Pointing dataset records -
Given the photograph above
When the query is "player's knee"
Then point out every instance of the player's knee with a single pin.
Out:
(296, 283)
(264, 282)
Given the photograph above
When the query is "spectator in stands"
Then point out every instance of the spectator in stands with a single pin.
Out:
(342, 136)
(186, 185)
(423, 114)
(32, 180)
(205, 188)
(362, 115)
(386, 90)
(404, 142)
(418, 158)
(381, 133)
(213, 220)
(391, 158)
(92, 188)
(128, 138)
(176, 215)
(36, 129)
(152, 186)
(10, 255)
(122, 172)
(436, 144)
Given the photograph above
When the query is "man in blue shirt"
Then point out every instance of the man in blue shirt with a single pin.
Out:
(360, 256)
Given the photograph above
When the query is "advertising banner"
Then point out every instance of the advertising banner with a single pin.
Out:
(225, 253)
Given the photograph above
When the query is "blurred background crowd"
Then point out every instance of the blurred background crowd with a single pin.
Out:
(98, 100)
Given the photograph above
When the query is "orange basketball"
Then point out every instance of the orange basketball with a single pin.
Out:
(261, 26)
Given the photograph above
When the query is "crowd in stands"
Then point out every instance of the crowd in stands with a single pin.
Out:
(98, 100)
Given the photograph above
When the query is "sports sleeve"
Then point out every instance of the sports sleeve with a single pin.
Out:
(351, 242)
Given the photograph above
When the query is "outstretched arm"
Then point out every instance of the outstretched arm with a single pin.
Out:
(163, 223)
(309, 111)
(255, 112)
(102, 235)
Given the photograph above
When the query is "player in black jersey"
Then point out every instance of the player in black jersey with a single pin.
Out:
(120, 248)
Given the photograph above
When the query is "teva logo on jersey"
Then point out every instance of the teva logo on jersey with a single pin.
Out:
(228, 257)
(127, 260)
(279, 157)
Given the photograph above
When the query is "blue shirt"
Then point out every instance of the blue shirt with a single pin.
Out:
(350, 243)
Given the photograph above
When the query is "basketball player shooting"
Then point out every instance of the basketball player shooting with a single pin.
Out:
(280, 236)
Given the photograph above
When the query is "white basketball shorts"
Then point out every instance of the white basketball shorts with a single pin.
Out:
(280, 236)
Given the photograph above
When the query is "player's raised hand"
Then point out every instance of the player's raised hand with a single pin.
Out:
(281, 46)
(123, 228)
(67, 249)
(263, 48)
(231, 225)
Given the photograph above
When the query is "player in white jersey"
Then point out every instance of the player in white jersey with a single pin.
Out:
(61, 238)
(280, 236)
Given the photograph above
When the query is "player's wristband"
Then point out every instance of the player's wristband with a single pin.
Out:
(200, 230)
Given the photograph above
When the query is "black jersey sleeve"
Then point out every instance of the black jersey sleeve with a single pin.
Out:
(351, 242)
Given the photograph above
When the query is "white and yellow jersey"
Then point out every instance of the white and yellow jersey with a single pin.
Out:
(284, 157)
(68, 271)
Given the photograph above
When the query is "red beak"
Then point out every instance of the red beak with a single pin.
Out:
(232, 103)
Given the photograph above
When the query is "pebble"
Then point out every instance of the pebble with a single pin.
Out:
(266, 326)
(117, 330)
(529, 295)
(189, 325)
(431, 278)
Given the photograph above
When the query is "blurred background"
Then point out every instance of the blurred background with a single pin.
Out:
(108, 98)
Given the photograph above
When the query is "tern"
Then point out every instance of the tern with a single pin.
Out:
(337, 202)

WHAT TO DO - Retype the data exactly as given.

TASK RESULT -
Given the photograph above
When the query is "player's knee"
Then point out every instance of the player's knee with a single pin.
Out:
(296, 283)
(264, 282)
Given the photograph above
When the query is "spectator in stands"
Then point out every instance of the spectator in stands with a single pin.
Out:
(342, 136)
(186, 185)
(423, 114)
(32, 180)
(205, 188)
(362, 115)
(386, 90)
(404, 142)
(418, 158)
(381, 133)
(213, 220)
(391, 158)
(92, 188)
(128, 138)
(176, 215)
(36, 129)
(152, 186)
(10, 255)
(122, 172)
(436, 144)
Given the photograph above
When the query is "man in blue shirt"
Then point out every instance of the man in blue shirt with a single pin.
Out:
(360, 256)
Given the photograph above
When the query is "advertising banner"
Then point out every instance of the advertising banner with a single pin.
Out:
(225, 253)
Given the photograph above
When the query is "blurred background crowd"
Then point out every instance of the blurred background crowd with a single pin.
Out:
(98, 100)
Given the photograph above
When the query is "orange basketball"
Then point out every instance of the orange basketball with a single pin.
Out:
(261, 26)
Given the photograph above
When the query is "crowd in stands"
Then point out every instance of the crowd in stands with a single pin.
Out:
(98, 100)
Given the photograph above
When the query is "sports sleeve"
Then point out every instance of the sports sleeve with a single pin.
Out:
(351, 242)
Given the photograph above
When the query is "outstretched arm"
Then point out every instance of the outstretched arm with a single pin.
Out:
(163, 223)
(309, 111)
(255, 112)
(102, 235)
Given the photograph above
When the query is "player in black jersey"
Then point out every instance of the player in black jersey with a single pin.
Out:
(120, 248)
Given the photograph above
When the query is "teva logo on jersey"
Then point out every instance of the teva logo on jersey with a single pin.
Out:
(228, 257)
(127, 260)
(279, 157)
Given the photograph above
When the query is "blue shirt"
Then point out every instance of the blue shirt with a single pin.
Out:
(350, 243)
Given the photograph above
When the query is "basketball player shooting"
Then point out every instance of the basketball player shooting with a single pin.
Out:
(280, 236)
Given the photograph above
When the query is "white basketball shorts"
Then point out every instance of the white basketball shorts with a single pin.
Out:
(280, 236)
Given the photograph above
When the query is "player's raised hand"
Then point out every instance of the player's raised hand with a single pin.
Out:
(281, 46)
(123, 228)
(67, 249)
(263, 48)
(231, 225)
Given the photograph above
When the query is "player in white jersey"
Then point out every instance of the player in white jersey with a single pin.
Out:
(61, 238)
(280, 236)
Given the photograph above
When the query is "player's wristband"
Then point out every instance of the player's wristband with a single pin.
Out:
(200, 230)
Given the photograph above
When the query is "black jersey sleeve"
Then point out every instance of the black jersey sleeve with a single pin.
Out:
(351, 242)
Given the photograph above
When the query is "white and yellow jersey"
Then point out every instance of the white and yellow jersey with a single pin.
Out:
(284, 157)
(68, 271)
Given the photograph above
When the query is "red beak"
Then point out every instance of the red beak with a single pin.
Out:
(232, 103)
Given the photograph above
When the query is "pebble"
Then point out every instance of the pebble with a single pin.
Out:
(266, 326)
(117, 330)
(529, 295)
(189, 325)
(431, 278)
Given the photograph above
When the query is "blurred background"
Then point out every instance of the blurred background with a single pin.
Out:
(108, 98)
Given the photograph above
When the query is "tern"
Then point out every instance of the tern with a single pin.
Out:
(337, 202)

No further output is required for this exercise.